All of the lines below are to be transcribed faithfully, with pictures excluded from the copy.

□ □ □

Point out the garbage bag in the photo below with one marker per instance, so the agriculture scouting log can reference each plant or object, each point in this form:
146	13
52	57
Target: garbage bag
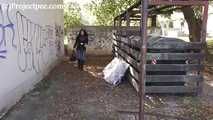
114	71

□ □ □

◆ **Exercise answer**:
Point out the garbage bag in the photo below with one marker per instance, so the agriculture scouting log can reference each plant or object, each point in this form:
146	13
52	57
Target: garbage bag
114	71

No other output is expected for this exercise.